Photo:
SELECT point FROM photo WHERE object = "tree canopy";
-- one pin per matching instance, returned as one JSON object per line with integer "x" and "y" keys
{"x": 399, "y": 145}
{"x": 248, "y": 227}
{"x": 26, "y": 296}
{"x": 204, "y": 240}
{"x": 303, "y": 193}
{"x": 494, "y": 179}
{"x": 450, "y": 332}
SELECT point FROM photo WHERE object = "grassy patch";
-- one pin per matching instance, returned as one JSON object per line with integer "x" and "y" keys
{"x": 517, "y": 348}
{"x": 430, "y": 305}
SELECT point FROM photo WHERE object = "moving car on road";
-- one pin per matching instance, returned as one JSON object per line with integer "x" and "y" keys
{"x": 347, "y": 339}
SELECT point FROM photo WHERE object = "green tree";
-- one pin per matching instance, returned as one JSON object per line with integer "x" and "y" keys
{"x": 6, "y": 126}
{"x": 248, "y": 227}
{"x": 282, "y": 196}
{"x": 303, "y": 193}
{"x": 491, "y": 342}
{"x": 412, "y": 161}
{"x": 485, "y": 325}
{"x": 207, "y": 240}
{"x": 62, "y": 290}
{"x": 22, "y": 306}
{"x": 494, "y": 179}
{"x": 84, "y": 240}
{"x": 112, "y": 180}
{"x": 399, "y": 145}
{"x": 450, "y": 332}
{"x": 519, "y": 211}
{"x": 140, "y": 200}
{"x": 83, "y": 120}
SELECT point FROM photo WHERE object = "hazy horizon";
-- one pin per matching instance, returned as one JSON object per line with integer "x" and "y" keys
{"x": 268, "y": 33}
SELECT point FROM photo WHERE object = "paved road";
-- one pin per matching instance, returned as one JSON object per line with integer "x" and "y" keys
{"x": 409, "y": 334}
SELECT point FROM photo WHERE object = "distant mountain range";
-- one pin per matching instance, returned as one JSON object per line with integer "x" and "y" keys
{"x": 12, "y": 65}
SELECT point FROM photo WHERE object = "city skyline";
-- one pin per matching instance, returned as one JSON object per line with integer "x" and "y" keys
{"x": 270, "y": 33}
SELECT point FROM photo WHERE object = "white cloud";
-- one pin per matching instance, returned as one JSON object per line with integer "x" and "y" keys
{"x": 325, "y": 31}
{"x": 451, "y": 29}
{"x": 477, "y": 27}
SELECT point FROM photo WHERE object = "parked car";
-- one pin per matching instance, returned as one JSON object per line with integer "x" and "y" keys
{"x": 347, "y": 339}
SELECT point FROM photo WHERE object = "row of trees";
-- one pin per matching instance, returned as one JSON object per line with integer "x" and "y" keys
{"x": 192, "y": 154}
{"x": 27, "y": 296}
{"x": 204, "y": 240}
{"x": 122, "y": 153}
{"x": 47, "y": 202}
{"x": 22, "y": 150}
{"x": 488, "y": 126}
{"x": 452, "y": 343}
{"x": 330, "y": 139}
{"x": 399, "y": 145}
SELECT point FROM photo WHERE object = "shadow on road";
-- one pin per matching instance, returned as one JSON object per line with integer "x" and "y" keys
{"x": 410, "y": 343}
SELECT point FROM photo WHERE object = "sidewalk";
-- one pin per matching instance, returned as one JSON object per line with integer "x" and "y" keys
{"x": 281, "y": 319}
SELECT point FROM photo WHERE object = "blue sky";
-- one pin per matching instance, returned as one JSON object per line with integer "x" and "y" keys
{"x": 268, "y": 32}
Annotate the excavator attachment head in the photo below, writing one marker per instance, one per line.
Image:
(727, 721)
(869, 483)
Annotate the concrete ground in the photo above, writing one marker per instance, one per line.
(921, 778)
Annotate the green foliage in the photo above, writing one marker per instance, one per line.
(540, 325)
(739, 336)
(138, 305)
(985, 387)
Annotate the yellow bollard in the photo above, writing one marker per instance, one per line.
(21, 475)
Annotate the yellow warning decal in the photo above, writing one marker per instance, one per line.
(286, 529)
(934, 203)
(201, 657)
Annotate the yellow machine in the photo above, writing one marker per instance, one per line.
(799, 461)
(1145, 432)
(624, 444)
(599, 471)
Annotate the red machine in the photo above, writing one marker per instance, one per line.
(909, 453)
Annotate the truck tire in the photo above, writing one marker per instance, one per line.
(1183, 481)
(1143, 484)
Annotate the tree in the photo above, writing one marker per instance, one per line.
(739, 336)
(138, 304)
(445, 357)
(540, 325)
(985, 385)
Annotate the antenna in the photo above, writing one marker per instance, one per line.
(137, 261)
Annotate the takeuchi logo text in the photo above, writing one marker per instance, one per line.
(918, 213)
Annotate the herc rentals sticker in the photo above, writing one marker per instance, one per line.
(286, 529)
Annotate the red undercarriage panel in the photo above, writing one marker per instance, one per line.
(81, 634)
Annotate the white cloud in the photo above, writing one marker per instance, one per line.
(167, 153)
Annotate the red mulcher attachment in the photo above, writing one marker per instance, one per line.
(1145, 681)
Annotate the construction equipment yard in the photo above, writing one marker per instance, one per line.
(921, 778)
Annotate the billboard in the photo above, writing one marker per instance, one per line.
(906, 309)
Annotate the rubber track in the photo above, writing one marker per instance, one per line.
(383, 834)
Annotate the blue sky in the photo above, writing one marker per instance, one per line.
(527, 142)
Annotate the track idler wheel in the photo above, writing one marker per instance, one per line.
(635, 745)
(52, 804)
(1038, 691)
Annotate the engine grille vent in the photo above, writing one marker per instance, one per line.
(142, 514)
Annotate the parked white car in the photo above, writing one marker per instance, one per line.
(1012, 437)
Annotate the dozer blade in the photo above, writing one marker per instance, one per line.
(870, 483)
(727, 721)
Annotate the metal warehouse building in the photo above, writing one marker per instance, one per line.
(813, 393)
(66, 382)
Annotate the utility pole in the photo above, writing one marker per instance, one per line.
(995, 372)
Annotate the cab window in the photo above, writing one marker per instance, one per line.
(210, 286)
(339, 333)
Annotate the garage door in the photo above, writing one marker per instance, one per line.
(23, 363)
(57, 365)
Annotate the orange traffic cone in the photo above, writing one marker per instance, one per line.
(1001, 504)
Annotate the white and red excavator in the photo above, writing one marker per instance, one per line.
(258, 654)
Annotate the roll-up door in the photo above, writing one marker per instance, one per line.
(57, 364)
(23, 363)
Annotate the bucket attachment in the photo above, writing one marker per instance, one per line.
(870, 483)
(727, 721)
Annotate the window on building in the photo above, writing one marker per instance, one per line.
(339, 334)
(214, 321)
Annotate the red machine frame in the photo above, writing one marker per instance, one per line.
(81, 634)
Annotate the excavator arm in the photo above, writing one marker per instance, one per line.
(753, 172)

::::

### PROBLEM STATEMENT
Give the lines exactly as they stand, from the line with "Annotate the white and" through the end of the material.

### TASK SOLUTION
Annotate the white and red excavator in the photo above, writing one marker per instance, one per line.
(258, 654)
Annotate the roll-up door in the photo above, writing one marker per instance, one per line.
(57, 364)
(23, 363)
Annotate the bucket attachment in the photo above, writing one marker per instance, one per line.
(870, 483)
(727, 721)
Annotate the window on building in the photo above, writing one marker per instance, one per line.
(339, 334)
(214, 321)
Annotate the red machine frame in the photo above, writing one marker per instance, one per line.
(81, 634)
Annotate the excavator arm in the photo above, writing one marker per instance, one per line.
(753, 172)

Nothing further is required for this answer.